▶ _ABOUT THIS EXERCISE_: Look through the entries below and copy exactly the part that begins with the line containing "[mark] mountain slope" and ends with the line containing "[mark] boat gunwale". Do not copy the pictures.

—————

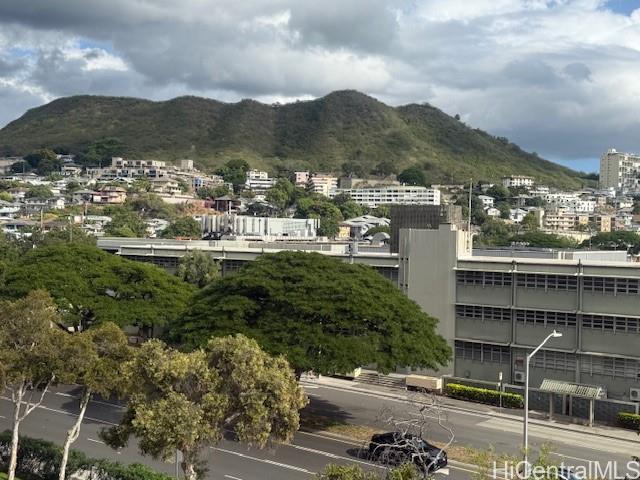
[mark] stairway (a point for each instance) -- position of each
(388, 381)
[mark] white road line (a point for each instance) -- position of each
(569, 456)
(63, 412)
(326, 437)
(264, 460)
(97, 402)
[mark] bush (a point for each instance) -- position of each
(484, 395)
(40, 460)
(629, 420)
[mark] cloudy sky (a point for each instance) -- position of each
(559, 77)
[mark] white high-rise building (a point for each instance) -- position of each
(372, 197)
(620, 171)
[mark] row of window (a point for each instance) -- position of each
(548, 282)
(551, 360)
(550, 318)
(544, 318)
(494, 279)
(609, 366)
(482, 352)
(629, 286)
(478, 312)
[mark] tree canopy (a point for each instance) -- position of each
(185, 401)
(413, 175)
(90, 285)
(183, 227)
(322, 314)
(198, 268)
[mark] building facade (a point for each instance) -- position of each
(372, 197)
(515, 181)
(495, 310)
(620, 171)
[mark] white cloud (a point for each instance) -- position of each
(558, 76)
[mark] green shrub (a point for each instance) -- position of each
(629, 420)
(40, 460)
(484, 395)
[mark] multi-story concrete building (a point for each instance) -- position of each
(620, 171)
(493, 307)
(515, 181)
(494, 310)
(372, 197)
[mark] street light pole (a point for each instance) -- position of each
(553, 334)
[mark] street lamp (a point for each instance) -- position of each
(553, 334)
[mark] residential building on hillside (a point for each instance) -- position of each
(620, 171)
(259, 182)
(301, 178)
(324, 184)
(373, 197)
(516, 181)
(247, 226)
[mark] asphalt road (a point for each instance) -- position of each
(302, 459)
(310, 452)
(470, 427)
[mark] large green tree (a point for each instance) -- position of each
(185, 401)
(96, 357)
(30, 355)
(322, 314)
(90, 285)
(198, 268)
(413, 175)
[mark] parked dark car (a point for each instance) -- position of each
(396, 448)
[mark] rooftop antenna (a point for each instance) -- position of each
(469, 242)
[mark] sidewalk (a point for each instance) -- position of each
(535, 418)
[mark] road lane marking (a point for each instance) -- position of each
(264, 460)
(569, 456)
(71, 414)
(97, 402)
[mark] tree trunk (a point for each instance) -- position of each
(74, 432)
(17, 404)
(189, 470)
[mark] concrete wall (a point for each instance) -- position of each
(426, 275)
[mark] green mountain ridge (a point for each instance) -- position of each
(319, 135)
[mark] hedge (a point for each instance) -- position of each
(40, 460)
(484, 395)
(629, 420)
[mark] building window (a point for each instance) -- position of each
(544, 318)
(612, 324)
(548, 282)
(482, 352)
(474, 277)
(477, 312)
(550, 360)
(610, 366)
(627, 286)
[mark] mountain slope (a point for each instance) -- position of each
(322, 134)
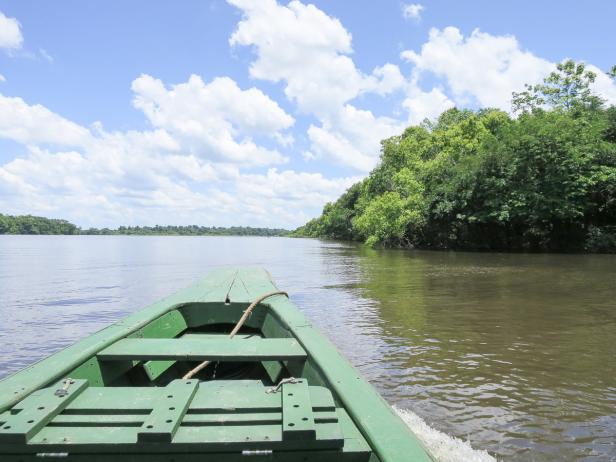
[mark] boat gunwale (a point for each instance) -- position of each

—————

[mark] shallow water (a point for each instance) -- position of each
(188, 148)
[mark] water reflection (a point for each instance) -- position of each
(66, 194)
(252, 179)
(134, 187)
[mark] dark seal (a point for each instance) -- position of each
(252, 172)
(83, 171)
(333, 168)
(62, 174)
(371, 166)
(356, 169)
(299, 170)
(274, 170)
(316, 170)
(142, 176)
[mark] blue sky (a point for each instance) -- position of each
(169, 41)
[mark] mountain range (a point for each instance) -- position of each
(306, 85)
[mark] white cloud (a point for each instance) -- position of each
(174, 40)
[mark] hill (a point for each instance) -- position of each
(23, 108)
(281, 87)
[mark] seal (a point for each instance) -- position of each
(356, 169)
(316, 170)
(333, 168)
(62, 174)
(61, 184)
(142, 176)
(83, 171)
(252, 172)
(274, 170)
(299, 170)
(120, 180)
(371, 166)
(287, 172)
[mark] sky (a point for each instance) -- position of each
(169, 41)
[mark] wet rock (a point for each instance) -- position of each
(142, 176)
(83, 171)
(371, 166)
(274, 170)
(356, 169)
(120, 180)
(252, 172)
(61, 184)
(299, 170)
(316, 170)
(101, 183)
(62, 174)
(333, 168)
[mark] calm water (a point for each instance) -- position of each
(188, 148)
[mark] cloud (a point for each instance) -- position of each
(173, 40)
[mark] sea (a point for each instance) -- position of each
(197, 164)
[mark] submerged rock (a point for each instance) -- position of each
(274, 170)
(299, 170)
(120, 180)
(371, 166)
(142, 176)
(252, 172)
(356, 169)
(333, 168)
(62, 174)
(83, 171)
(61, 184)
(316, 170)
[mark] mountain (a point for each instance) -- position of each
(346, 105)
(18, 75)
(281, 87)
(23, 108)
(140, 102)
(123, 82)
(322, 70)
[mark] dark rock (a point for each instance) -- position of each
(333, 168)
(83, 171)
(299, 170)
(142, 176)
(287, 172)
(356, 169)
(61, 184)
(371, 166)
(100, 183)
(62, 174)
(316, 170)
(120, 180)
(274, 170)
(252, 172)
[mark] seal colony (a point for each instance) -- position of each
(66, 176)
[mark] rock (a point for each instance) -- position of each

—————

▶ _RESPONSE FOR THIS EXERCISE_:
[mark] mountain slope (a point for each instance) -- position of each
(322, 134)
[mark] boat gunwale (a point for each instance) -- position of each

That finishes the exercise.